▶ [Aim of the exercise]:
Give back, exactly and with nothing added, the lines that run from the one containing "Target: bare leg" to the final line below.
Supplied records: Begin
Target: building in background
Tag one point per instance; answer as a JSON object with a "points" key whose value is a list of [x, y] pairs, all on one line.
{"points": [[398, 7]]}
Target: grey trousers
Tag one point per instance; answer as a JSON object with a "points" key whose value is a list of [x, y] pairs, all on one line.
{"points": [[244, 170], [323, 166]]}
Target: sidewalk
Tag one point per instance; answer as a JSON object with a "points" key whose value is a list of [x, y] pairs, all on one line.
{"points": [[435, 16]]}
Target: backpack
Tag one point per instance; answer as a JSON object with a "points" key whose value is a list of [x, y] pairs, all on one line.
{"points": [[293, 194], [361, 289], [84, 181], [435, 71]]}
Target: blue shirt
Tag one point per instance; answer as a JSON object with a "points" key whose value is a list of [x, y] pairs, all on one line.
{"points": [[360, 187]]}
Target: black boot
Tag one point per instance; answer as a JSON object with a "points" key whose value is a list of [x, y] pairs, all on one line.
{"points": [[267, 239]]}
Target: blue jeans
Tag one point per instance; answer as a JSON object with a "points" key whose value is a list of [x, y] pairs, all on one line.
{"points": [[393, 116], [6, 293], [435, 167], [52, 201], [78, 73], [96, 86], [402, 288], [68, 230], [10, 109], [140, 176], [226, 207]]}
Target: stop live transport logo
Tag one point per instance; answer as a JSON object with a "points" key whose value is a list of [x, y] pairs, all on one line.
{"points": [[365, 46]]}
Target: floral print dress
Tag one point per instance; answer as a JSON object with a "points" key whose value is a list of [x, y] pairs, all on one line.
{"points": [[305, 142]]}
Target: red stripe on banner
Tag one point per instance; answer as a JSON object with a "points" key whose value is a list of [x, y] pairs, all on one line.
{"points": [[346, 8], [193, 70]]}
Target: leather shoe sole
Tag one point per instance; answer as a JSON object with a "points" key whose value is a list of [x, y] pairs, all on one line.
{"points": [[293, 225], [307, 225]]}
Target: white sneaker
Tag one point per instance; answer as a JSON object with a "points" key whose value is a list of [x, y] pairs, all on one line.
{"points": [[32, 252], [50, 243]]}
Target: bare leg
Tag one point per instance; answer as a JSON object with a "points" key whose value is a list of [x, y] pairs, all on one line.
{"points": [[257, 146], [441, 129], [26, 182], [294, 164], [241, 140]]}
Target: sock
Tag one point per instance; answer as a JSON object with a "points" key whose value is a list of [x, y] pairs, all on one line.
Supplied records: End
▶ [Task result]:
Target: bare leg
Tag one point per instance; answer as a JSON object with a "points" key whose value is a list of [x, y] pairs, all on one line.
{"points": [[257, 146], [441, 129], [26, 182], [294, 164], [241, 140]]}
Target: sock
Tag one point per instance; answer as a JSON object with a "points" key whose value is a list of [x, y] pairs, all on one line.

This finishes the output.